Region pointing data

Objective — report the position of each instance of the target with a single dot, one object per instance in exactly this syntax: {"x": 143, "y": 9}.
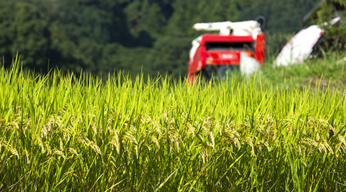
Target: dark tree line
{"x": 149, "y": 36}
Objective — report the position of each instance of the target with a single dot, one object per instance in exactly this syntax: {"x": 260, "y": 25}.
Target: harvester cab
{"x": 215, "y": 54}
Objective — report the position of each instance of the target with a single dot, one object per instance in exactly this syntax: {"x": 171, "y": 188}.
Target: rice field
{"x": 63, "y": 133}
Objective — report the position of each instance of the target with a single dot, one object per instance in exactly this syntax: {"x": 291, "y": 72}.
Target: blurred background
{"x": 137, "y": 36}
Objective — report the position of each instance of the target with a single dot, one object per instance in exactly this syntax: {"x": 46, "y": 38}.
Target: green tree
{"x": 24, "y": 30}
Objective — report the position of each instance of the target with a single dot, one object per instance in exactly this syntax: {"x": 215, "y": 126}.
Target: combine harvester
{"x": 239, "y": 45}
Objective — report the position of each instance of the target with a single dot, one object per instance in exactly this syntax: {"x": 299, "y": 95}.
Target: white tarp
{"x": 248, "y": 65}
{"x": 300, "y": 46}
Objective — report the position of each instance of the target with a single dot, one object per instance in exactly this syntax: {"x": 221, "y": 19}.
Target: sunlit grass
{"x": 62, "y": 133}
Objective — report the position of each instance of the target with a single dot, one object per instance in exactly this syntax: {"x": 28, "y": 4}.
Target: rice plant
{"x": 63, "y": 133}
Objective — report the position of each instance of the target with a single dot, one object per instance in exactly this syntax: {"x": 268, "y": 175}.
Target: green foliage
{"x": 63, "y": 133}
{"x": 150, "y": 36}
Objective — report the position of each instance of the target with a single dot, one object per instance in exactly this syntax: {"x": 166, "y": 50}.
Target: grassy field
{"x": 62, "y": 133}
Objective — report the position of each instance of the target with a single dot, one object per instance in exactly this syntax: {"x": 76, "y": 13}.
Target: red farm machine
{"x": 214, "y": 54}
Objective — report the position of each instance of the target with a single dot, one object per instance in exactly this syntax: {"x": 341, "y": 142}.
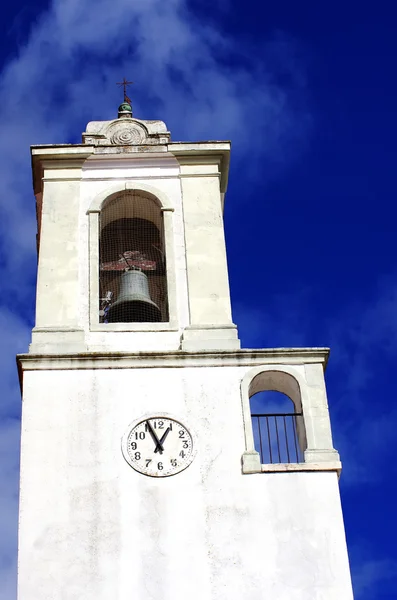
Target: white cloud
{"x": 64, "y": 75}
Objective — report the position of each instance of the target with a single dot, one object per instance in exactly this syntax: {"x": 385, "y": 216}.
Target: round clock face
{"x": 158, "y": 446}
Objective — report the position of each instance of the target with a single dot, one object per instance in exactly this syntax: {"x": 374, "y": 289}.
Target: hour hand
{"x": 161, "y": 442}
{"x": 159, "y": 445}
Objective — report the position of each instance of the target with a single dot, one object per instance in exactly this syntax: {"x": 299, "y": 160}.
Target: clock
{"x": 158, "y": 446}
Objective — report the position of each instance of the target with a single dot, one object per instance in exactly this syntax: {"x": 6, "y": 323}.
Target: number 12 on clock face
{"x": 158, "y": 446}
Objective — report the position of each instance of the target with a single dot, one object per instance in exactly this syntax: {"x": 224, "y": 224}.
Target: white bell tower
{"x": 145, "y": 473}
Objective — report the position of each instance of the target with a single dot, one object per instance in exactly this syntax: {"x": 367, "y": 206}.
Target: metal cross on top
{"x": 125, "y": 84}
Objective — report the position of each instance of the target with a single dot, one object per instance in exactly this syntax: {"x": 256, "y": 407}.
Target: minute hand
{"x": 161, "y": 442}
{"x": 159, "y": 445}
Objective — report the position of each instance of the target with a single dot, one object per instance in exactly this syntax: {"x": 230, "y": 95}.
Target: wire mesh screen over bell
{"x": 132, "y": 261}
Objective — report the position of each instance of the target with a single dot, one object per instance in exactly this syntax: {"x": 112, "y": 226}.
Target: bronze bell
{"x": 133, "y": 304}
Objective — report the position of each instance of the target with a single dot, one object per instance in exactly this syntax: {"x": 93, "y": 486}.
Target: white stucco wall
{"x": 91, "y": 527}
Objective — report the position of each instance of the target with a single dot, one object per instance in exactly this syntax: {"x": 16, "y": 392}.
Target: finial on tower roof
{"x": 125, "y": 109}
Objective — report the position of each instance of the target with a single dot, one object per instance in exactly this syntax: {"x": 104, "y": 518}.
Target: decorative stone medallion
{"x": 126, "y": 134}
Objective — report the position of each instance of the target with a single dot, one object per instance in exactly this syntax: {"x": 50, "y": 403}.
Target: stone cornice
{"x": 177, "y": 359}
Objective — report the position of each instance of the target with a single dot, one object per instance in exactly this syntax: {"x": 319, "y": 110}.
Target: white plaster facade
{"x": 226, "y": 527}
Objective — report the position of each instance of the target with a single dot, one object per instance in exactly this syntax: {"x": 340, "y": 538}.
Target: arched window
{"x": 277, "y": 420}
{"x": 132, "y": 269}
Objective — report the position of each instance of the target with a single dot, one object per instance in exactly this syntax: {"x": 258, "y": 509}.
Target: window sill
{"x": 126, "y": 327}
{"x": 251, "y": 464}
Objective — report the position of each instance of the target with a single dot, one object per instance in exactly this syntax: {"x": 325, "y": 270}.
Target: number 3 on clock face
{"x": 158, "y": 446}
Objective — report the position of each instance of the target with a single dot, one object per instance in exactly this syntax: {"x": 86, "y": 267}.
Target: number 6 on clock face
{"x": 158, "y": 446}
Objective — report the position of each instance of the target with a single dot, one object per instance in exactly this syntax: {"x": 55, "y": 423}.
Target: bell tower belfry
{"x": 146, "y": 468}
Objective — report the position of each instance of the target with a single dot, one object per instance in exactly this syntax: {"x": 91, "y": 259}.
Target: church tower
{"x": 146, "y": 470}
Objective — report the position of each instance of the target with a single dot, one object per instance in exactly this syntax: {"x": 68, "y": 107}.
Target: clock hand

**Task to complete**.
All the records above need to be given again word for word. Skip the pictures.

**Answer to this problem**.
Objective — report the position of each instance of the target with a single dot, one object per instance in exactly this syntax: {"x": 143, "y": 9}.
Target: dark tree line
{"x": 149, "y": 36}
Objective — report the position of each instance of the target with a single dot, one object per instance in exactly this syntax: {"x": 260, "y": 25}.
Target: harvester cab
{"x": 215, "y": 54}
Objective — report the position of each instance of the target with a single dot, one object per instance in exactly this syntax: {"x": 171, "y": 188}.
Target: rice field
{"x": 63, "y": 133}
Objective — report the position of each instance of the target with a single dot, one object per instance in exactly this syntax: {"x": 291, "y": 72}.
Target: blurred background
{"x": 137, "y": 36}
Objective — report the position of each instance of the target with a single dot, one object per instance in exactly this syntax: {"x": 46, "y": 38}.
Target: green tree
{"x": 24, "y": 30}
Objective — report the position of each instance of the target with a single dot, one object per instance in exactly this syntax: {"x": 215, "y": 126}.
Target: combine harvester
{"x": 239, "y": 45}
Objective — report the position of each instance of the target with a single dot, one object per instance in exactly this syntax: {"x": 299, "y": 95}.
Target: white tarp
{"x": 248, "y": 65}
{"x": 300, "y": 46}
Objective — report the position of each instance of the target with a single dot, one object per instance in exactly this syntax: {"x": 221, "y": 19}.
Target: sunlit grass
{"x": 62, "y": 133}
Objective — report the position of each instance of the target with a single dot, one object per instance in exactly this syntax: {"x": 28, "y": 4}.
Target: rice plant
{"x": 63, "y": 133}
Objective — report the position of each instance of the target with a single dot, one object per instance in exactly this syntax: {"x": 268, "y": 175}.
Target: green foliage
{"x": 63, "y": 133}
{"x": 150, "y": 36}
Objective — report the position of each instance of the target with a single dot, one object per instance in exactly this syntax: {"x": 166, "y": 50}.
Target: grassy field
{"x": 62, "y": 133}
Objective — report the position of each instance of the target with a single dot, one object per instance in exactly this syntax: {"x": 76, "y": 13}.
Target: red farm machine
{"x": 214, "y": 54}
Objective — report the position of each instance of the target with a single dot, one object per instance in exactly this syntax: {"x": 341, "y": 142}.
Target: white cloud
{"x": 64, "y": 75}
Objective — report the position of each instance of the target with a single dot, one object per instance in exactly this syntax: {"x": 385, "y": 216}.
Target: round clock face
{"x": 158, "y": 446}
Objective — report the position of each instance of the target with a single dot, one object per instance in exactly this syntax: {"x": 374, "y": 289}.
Target: hour hand
{"x": 161, "y": 442}
{"x": 159, "y": 445}
Objective — report the position of each instance of the target with a single dot, one object per instance in exactly this syntax: {"x": 299, "y": 160}.
Target: clock
{"x": 158, "y": 446}
Objective — report the position of each instance of the target with a single dot, one object per instance in exactly this syntax: {"x": 6, "y": 323}.
Target: number 12 on clock face
{"x": 158, "y": 446}
Objective — report the position of each instance of the target with a single dot, one object per instance in exactly this syntax: {"x": 224, "y": 224}.
Target: white bell tower
{"x": 145, "y": 473}
Objective — report the position of each instance of the target with a single dot, one object per instance in exactly this syntax: {"x": 367, "y": 206}.
Target: metal cross on top
{"x": 125, "y": 84}
Objective — report the position of each instance of the target with a single dot, one object per instance in exactly this syntax: {"x": 256, "y": 407}.
Target: minute hand
{"x": 161, "y": 442}
{"x": 159, "y": 445}
Objective — report the position of each instance of the target with a single dot, one object per instance in exactly this syntax: {"x": 230, "y": 95}.
Target: wire mesh screen over bell
{"x": 132, "y": 261}
Objective — report the position of each instance of the target with a single dot, one object per instance in exactly this syntax: {"x": 112, "y": 226}.
Target: bronze bell
{"x": 133, "y": 304}
Objective — report the position of each instance of the target with a single dot, one object per instance in exactly this syntax: {"x": 93, "y": 486}.
Target: white stucco wall
{"x": 91, "y": 527}
Objective — report the position of each instance of the target with a single dot, one object per instance in exactly this syntax: {"x": 16, "y": 392}.
Target: finial on tower roof
{"x": 125, "y": 109}
Objective — report the position of each instance of the target with a single dot, one object per instance in exactly this syntax: {"x": 104, "y": 518}.
Target: decorative stone medallion
{"x": 126, "y": 134}
Objective — report the position of each instance of the target with a single dot, one object per instance in exactly this syntax: {"x": 50, "y": 403}.
Target: stone cornice
{"x": 177, "y": 359}
Objective — report the position of each instance of the target with a single dot, one object per instance in exactly this syntax: {"x": 319, "y": 110}.
Target: white plaster facade
{"x": 226, "y": 527}
Objective — report the position of each instance of the target with a single dot, one object per instance in exactly this syntax: {"x": 340, "y": 538}.
Target: arched window
{"x": 277, "y": 420}
{"x": 132, "y": 269}
Objective — report the position of each instance of the target with a single dot, one object per instance in exactly this syntax: {"x": 258, "y": 509}.
Target: window sill
{"x": 126, "y": 327}
{"x": 251, "y": 464}
Objective — report the position of each instance of the target with a single dot, one object per instance in exactly this syntax: {"x": 325, "y": 270}.
Target: number 3 on clock face
{"x": 158, "y": 446}
Objective — report the position of each instance of the target with a single dot, one object per instance in exactly this syntax: {"x": 86, "y": 267}.
Target: number 6 on clock face
{"x": 158, "y": 446}
Objective — report the position of each instance of the target with a single dot, one object per instance in exactly this syntax: {"x": 55, "y": 423}.
Target: bell tower belfry
{"x": 146, "y": 468}
Objective — report the position of each instance of the target with a single dot, one object per instance in exactly this syntax: {"x": 91, "y": 259}.
Target: church tower
{"x": 146, "y": 470}
Objective — report the position of each instance of the target with a single dot, one object per instance in exactly this syntax: {"x": 68, "y": 107}.
Target: clock hand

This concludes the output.